• [YOUR TASK] Carry the heraldry submission commentary below forward, starting right after its final sentence.

• [SOURCE]
3) Cellach macCormaic. (M) New Name and Device. Per pale and per fess dancetty argent and azure, in bend two stags springing counterchanged.


[Cellach]~ found in “Irish Names”, Donnchadh O’Corrain Fidelma Maguire, p. 48. Several uses one of which was [Cellach Ua Máel Corgais], principal poet of Connacht, who died in 1000.

[Cormaic]~ ibid, p. 60. listed as the tenth most popular name in early Ireland. The client constructed the genitive from the article, “100 Most Popular Men’s Names in Early Medieval Ireland” by Tangwystyl. 

Client will NOT accept MAJOR changes, cares most about language/culture and wishes a name authentic to 11th century Ireland. 

REBLAZONED AS: Per pale and per fess indented argent and azure, in bend two stags springing azure. 

Name Commentary:

Ary: <Cellach> was used by both men and women in the early period; as a feminine name it's found in the Irish Annals in 726 and 732, and as a masculine name it's found in 865. ( The byname should be <mac Cormaic>, with a space. This is a fine early period name, though according to Tangwystyl's article and the Annals article, <mac Cormaicc> would be more in keeping with his period. 

Device Commentary:

Ary: Blazon-fu: "Per pale and per fess _indented_ argent and azure, in bend two stags springing counterchanged." Dancetty can only be used when two sides of the same ordinary are concerned; it's analogous to why we don't use "Quarterly betressed," or the like. 

Pendar: "Counterchanged" implies that these critters are overlying the field division. They are clearly contained in their quarters. Blazon-fu: Per pale and per fess dancetty argent and azure, two stags springing azure. There is no need to specify that they are "in bend" since they can only be on the argent portions of the field. No conflicts found through 02/03. 

Cnute: Per pale and per fess dancetty argent and azure, two stags springing azure

Forced arrangement.

This would be much better as quarterly argent and azure, two stags springing azure, which is also clear.



4) Douglas of Ravenslake. (M) Device Resubmission. Quarterly gules and vert, a bull statant and in chief a sword fesswise Or.

(Grayslake, IL)

{Name sent to Laurel 03/03}

Original device (Quarterly gules and vert, a bull statant Or) returned by Rouge Scarpe March 2003 for conflict with Michael of Shattered Crystal [reg: 9/99] (Gules, a bull passant guardant Or). Client has added another charge in this submission.  

Device Commentary:

Cnute: Quarterly gules and vert, a sword fesswise and a bull statant Or

The sword is large enough to be co-primary.

• [EXTRACTED ENTRIES]
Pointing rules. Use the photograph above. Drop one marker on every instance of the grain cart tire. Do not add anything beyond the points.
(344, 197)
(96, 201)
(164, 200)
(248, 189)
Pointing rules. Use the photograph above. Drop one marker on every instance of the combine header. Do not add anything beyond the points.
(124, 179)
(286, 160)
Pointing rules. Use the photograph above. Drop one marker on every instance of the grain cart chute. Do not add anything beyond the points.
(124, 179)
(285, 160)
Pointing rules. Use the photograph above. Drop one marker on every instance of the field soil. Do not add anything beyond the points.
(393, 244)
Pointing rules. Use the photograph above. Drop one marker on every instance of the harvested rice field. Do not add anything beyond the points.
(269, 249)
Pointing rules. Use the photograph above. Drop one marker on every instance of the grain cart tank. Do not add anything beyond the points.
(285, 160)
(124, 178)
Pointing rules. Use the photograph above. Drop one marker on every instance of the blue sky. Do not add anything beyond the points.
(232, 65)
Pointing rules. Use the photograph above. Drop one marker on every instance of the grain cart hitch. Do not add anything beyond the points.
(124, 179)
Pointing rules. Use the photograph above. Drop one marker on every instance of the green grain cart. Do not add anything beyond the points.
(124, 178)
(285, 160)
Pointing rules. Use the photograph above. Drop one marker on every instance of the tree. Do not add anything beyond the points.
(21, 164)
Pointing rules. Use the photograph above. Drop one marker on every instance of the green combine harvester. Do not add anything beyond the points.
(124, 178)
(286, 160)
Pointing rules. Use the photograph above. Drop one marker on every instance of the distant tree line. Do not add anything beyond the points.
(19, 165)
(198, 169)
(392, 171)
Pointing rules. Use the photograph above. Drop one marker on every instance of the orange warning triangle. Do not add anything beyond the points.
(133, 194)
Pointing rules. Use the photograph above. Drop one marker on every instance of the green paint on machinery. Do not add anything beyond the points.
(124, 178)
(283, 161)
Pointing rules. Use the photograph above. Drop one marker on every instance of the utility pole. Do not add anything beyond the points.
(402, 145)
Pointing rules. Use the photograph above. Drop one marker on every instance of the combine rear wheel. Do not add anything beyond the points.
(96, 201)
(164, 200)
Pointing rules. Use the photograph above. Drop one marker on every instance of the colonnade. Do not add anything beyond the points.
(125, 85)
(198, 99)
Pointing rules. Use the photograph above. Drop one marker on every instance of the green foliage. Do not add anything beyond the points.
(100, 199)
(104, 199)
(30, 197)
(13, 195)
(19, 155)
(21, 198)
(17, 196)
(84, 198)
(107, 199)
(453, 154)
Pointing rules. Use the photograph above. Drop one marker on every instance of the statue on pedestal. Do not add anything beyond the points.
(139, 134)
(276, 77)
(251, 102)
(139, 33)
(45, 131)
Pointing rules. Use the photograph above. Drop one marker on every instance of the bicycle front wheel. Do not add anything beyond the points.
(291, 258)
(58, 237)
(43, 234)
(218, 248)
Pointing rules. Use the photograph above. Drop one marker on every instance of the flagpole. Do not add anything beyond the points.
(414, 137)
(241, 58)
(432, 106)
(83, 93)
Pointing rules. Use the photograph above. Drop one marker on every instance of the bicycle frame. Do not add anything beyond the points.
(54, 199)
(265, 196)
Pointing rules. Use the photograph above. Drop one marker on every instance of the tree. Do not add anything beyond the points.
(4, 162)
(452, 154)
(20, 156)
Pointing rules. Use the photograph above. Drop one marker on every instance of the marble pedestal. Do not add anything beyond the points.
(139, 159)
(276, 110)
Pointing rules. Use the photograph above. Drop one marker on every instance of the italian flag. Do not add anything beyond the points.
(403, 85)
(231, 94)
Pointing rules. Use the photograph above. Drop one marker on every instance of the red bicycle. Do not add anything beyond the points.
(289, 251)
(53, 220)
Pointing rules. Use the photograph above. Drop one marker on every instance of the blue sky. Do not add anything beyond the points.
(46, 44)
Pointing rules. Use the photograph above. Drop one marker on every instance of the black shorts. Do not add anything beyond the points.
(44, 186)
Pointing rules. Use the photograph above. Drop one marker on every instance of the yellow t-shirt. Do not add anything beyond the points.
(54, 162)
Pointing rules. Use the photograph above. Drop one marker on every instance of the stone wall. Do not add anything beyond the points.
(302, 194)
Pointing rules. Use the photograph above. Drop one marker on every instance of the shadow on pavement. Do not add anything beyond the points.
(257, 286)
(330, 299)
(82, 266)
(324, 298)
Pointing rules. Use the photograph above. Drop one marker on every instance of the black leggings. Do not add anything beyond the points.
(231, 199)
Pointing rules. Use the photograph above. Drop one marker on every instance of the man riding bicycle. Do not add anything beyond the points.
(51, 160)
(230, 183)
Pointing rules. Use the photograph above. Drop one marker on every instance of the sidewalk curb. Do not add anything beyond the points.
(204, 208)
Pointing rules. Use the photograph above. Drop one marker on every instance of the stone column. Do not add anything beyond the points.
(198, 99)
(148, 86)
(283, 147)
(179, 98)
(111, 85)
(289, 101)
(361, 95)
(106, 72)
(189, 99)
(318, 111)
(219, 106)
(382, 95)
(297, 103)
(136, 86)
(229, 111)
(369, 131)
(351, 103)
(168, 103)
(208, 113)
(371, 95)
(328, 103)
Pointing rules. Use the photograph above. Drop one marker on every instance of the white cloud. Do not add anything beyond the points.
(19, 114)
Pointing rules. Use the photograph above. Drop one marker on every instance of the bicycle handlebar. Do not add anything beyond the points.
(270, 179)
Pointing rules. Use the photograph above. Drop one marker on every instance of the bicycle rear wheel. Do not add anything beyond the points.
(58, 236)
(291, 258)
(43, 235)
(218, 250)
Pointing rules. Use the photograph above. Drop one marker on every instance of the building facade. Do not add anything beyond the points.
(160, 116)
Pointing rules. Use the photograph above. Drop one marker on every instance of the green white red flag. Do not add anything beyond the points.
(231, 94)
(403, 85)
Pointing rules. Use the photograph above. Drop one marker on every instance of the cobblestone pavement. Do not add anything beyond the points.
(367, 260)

• [EXPECTED ANSWER]
Pendar: Y'know, this is about the size I would expect to see a sword fesswise if it were the primary charge, which means that these two charges are technically of equal visual weight and this could potentially be blazoned as "Quarterly gules and vert, in pale a sword fesswise reversed and a bull statant Or", but if that were the case, then I would expect each charge to be lying on their own side of the fess line.

No conflicts found through 02/03. 

5) Estrilda Le Siffleur. (F) New Name.

(Dark River)


“Oxford Dictionary of English Christian Names”, E.G. Withycombe, p 51 s.n.[Estrild] from OE [Eastorhild] survived as [Estrild] to the 12th century. “A Dictionary of First Names”, Patrick Hanks and Flavia Hodges, Oxford University Press, 1990, p.109, s.n. [Estrild] lists [Estrildis] as a name for a German princess in a legend narrated by Geoffrey of Monmouth. “First Names First” by Leslie Alan Dunkling, lists [Estrilda] as an OE name still in use in the 12th century. “Feminine Given Names in a Dictionary of English Surnames” by Talan Gwynek online at , lists [Estrilda] multiple dates-- 1201 earliest and 1327 latest.

[Le Siffleur] ~

“Larousse Concise Dictionary” French/English section p.484-485 lists [siffler] vi to whistle; (serpent) to hiss <>vt 1. (air de musique) to whistle-2. (femme) to whistle at-3.(chien) to whistle for-4.(acteur) to boo, to hiss-5. fam (vere) to knock back. “Les Familles dans l’ascendance de Isabelle Chédeville” online at lists[Lesuffleur, Marguerite] 1644, and [Lesuffleur, François] 1643.  


Name Commentary:

Ary: The documentation from Hanks & Hodges is pretty much useless, so it should not be included on the ELoI. <Estrilda> is a fine name given the citations from Withycombe and Talan's index from Reaney & Wilson, but it's likely that this is a scribal form, used for documentary purposes only, and that the vernacular form would be <Estrild>. Unfortunately the documentation for the byname is not adequate. Simply finding a word in a dictionary does not mean that it was used as a medieval byname. Also, I'm not sure that the genealogy citations are for even the same word, and at any rate, genealogical websites do not constitute sufficient documentation on their own, per the 04/01 LoAR: 

"The given name was documented from Roberts, Notable Kin: An Anthology of Columns First Published in the NEHGS NEXUS, 1986-1995. While we have no reason to doubt the quality of the genealogical research, the goals of genealogists are different from ours and their data is not necessarily applicable to SCA use. The same issue applies to documentation from genealogy Web sites including They cannot be relied on for documentation for spelling variants." 

I was unable to find <Siffleur> is any of the standard sources (R&W, Bardsley, etc.) 

Talan: Dauzat s.n. <Siffleur>: The modern surname is rare, but it exists, also with the article as <Lesiffleur> and in Normandy as <Lesufleur>. It's from the verb <siffler> 'to hiss, to whistle'; the Old French verb is <sifler>, attested by the 12th century, from Vulgar Latin <sifilare>, corresponding to classical Latin <sibilare>. [1, 2] Vulgar Latin <sifilare> also produced a Middle English verb <syfle> 'to blow with a sibilant sound, to whistle, to hiss', found in the 14th century [OED s.v. <siffle>].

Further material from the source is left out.